▸ **SET PROBLEM 1**
Reproduce the entire post on Oracle upgrades without changing anything.

▸ **SOURCE EXTRACT**
-- start --

Upgrades

November 3, 2014

Upgrades

Filed under: Execution plans,Oracle,Upgrades — Jonathan Lewis @ 6:31 pm GMT Nov 3,2014

One of the worst problems with upgrades is that things sometimes stop working. A particular nuisance is the execution plan that suddenly stops appearing, to be replaced by an alternative plan that is much less efficient.

Apart from the nuisance of the time spent trying to force the old plan to re-appear, plus the time spent working out a way of rewriting the query when you finally decide the old plan simply isn’t going to re-appear, there’s also the worry about WHY the old plan won’t appear. Is it some sort of bug, is it that some new optimizer feature has disabled some older optimizer feature, or is it that someone in the optimizer group realised that the old plan was capable of producing the wrong results in some circumstances … it’s that last possibility that I find most worrying.

Here’s an example that appeared recently on OTN that’s still got me wondering about the possibility of wrong results (in the general case). We start with a couple of tables, a view, and a pipelined function. This example is a simple model of the problem that showed up on OTN; it’s based on generated data so that anyone who wants to can play around with it to see if they can bypass the problem without making any significant changes to the shape of the code:

rem
rem     Script:         collection_jppd.sql
rem     Author:         Jonathan Lewis
rem     Dated:          Oct 2014
rem

create table t1
as
with generator as (
        select  --+ materialize
                rownum id
        from dual
        connect by
                level <= 1e4 --> comment to bypass WordPress format issue
)

-- end --

▸ **SET PROBLEM 2**
Render the rows as a Markdown table with the columns No. and Line, starting with the line with "Each instance of the soccer" and going on through the last line of the rows. Number each line, cover only those lines, and leave out blank lines.

▸ **ITEMS**
-- start --

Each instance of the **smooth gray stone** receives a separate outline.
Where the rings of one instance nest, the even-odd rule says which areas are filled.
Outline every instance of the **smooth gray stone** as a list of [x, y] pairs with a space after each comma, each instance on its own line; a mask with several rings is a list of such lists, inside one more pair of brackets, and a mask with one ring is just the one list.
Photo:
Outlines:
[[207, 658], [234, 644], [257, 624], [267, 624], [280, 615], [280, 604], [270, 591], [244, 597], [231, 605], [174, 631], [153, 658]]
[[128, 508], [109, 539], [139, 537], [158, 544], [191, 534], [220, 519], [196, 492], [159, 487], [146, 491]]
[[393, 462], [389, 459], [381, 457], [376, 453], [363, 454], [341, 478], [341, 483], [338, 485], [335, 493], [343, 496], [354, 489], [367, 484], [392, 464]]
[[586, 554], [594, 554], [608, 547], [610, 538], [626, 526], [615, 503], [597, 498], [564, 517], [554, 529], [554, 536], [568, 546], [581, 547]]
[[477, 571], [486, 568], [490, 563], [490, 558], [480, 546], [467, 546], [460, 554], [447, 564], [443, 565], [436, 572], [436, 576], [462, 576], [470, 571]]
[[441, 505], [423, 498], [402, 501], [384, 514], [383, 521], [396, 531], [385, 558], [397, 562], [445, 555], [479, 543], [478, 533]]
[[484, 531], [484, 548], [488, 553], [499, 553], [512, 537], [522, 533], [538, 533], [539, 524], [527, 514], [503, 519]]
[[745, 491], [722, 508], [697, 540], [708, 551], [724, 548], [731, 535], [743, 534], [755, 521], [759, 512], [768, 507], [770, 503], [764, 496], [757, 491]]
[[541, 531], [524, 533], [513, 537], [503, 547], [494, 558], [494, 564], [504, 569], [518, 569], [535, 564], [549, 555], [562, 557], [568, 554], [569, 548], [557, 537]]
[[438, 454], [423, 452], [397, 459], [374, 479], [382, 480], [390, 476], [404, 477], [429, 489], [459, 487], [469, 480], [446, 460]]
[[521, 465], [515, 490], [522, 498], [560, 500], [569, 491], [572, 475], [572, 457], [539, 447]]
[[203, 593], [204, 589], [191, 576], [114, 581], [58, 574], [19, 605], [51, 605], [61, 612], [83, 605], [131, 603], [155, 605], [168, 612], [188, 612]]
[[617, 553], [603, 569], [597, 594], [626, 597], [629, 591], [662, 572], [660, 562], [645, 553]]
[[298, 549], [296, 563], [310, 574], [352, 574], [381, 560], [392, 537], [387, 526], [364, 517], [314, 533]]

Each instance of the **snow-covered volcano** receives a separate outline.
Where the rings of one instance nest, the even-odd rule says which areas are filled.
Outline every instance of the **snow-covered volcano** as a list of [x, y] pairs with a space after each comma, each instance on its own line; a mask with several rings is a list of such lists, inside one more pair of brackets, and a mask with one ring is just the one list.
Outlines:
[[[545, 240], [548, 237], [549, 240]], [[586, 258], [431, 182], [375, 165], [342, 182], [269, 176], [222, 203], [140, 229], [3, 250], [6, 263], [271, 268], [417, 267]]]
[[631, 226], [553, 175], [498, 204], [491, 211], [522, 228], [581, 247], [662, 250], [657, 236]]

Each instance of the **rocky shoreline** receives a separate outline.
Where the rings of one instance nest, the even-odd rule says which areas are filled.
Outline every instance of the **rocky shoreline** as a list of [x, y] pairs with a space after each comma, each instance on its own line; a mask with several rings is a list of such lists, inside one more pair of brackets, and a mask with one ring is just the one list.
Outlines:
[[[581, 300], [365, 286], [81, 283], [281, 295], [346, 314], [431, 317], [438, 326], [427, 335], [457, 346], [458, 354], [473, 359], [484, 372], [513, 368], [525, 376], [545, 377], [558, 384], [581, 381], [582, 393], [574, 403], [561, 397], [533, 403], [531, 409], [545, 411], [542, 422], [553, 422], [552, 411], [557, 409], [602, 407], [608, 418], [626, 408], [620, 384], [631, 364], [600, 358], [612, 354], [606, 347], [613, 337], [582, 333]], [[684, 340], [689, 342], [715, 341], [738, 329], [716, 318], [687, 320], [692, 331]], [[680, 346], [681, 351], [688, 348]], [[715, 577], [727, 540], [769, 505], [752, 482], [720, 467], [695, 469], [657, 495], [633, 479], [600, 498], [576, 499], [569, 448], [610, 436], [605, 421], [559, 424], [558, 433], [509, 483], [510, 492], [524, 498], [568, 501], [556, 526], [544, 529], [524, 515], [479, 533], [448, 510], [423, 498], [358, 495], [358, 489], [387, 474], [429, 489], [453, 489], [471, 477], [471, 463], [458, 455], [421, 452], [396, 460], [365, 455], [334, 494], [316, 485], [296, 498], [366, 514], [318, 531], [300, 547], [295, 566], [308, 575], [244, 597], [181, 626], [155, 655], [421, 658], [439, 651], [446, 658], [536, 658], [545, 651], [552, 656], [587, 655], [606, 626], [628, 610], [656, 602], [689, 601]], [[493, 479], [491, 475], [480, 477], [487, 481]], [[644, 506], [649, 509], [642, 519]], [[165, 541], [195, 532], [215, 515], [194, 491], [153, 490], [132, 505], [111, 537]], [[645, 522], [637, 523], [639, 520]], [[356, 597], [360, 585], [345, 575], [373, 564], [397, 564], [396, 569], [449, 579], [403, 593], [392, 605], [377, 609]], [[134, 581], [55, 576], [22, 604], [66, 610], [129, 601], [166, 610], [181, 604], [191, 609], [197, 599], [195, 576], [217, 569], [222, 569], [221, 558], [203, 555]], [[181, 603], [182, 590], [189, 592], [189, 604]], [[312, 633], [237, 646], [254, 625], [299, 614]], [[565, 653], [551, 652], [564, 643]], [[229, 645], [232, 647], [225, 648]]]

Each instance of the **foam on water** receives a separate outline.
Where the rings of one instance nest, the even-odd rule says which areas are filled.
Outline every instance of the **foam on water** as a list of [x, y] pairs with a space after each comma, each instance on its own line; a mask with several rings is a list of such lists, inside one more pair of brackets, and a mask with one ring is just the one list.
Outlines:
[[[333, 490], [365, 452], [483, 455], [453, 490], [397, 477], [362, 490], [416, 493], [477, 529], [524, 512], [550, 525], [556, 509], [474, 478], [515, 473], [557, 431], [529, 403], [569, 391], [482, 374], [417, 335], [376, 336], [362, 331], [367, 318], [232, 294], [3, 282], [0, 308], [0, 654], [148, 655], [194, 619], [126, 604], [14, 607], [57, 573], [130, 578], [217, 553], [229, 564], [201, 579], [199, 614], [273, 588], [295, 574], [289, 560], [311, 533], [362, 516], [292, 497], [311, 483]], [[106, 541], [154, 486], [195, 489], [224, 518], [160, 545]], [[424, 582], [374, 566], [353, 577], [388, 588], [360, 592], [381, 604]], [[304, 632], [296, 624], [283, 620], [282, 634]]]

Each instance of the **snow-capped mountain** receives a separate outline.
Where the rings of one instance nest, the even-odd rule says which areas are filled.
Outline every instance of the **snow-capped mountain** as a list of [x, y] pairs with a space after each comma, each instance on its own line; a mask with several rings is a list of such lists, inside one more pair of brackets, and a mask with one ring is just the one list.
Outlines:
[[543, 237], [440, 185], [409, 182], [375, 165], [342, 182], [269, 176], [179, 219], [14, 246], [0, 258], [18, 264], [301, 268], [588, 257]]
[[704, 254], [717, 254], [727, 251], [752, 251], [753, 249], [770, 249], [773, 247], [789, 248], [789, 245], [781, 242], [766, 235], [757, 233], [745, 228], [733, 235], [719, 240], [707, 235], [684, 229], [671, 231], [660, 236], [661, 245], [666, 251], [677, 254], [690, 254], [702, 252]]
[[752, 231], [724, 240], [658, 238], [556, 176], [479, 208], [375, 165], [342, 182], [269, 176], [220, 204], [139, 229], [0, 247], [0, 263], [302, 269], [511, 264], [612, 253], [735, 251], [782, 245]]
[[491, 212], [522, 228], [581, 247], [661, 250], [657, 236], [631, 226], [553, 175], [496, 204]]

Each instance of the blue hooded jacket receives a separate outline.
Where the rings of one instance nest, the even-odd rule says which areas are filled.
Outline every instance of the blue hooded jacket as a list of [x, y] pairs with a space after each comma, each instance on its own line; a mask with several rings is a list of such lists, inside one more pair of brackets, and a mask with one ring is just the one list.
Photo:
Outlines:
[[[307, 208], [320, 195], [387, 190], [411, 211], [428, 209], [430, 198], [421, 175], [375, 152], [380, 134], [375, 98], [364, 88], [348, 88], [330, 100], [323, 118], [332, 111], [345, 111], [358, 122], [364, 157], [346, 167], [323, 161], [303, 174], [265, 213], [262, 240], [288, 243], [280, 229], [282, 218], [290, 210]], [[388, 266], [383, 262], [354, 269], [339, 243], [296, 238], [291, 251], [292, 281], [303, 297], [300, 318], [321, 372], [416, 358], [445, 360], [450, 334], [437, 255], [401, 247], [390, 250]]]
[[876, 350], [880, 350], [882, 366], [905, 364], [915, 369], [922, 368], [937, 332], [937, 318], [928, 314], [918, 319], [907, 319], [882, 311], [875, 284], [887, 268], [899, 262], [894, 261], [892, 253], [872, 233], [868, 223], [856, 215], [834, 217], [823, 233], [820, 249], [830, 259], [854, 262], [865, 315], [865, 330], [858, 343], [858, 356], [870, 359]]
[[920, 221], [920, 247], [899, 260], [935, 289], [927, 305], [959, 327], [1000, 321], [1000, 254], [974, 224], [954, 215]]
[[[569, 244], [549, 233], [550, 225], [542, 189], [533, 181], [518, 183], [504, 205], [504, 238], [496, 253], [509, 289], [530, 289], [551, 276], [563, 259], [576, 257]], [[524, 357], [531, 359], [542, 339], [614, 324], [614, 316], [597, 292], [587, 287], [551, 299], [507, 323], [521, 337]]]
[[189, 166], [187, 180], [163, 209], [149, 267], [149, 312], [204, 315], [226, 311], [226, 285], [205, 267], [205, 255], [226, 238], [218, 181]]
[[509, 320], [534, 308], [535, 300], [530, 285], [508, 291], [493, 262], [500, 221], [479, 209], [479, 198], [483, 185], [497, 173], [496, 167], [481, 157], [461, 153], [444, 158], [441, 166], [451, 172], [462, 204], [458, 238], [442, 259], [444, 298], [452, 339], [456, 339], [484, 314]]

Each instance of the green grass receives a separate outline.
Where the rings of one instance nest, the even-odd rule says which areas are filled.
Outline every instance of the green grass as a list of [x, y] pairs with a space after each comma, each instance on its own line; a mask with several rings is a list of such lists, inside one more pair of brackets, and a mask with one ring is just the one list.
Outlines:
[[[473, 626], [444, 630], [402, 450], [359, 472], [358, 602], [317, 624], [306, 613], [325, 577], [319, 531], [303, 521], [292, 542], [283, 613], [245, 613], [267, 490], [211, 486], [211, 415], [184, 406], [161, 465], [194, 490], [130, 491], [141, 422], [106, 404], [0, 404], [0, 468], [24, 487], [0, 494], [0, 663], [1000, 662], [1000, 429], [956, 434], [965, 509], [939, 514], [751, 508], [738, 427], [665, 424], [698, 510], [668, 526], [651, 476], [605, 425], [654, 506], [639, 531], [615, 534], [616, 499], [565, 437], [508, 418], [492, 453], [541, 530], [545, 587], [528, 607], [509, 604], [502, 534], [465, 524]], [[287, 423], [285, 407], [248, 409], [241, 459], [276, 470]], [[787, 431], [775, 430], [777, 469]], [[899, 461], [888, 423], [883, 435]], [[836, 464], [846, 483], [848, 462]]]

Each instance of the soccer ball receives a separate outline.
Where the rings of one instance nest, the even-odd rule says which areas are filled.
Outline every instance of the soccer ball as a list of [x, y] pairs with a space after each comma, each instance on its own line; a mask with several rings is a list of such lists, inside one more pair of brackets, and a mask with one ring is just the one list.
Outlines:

-- end --

▸ **EXERCISE RESPONSE 1**
Upgrades

November 3, 2014

Upgrades

Filed under: Execution plans,Oracle,Upgrades — Jonathan Lewis @ 6:31 pm GMT Nov 3,2014

One of the worst problems with upgrades is that things sometimes stop working. A particular nuisance is the execution plan that suddenly stops appearing, to be replaced by an alternative plan that is much less efficient.

Apart from the nuisance of the time spent trying to force the old plan to re-appear, plus the time spent working out a way of rewriting the query when you finally decide the old plan simply isn’t going to re-appear, there’s also the worry about WHY the old plan won’t appear. Is it some sort of bug, is it that some new optimizer feature has disabled some older optimizer feature, or is it that someone in the optimizer group realised that the old plan was capable of producing the wrong results in some circumstances … it’s that last possibility that I find most worrying.

Here’s an example that appeared recently on OTN that’s still got me wondering about the possibility of wrong results (in the general case). We start with a couple of tables, a view, and a pipelined function. This example is a simple model of the problem that showed up on OTN; it’s based on generated data so that anyone who wants to can play around with it to see if they can bypass the problem without making any significant changes to the shape of the code:

rem
rem     Script:         collection_jppd.sql
rem     Author:         Jonathan Lewis
rem     Dated:          Oct 2014
rem

create table t1
as
with generator as (
        select  --+ materialize
                rownum id
        from dual
        connect by
                level <= 1e4 --> comment to bypass WordPress format issue
)

▸ **EXERCISE RESPONSE 2**
| No. | Line |
|---|---|
| 1 | Each instance of the soccer ball receives a separate outline. |
| 2 | Where the rings of one instance nest, the even-odd rule says which areas are filled. |
| 3 | Outline every instance of the soccer ball as a list of [x, y] pairs with a space after each comma, each instance on its own line; a mask with several rings is a list of such lists, inside one more pair of brackets, and a mask with one ring is just the one list. |
| 4 | Outlines: |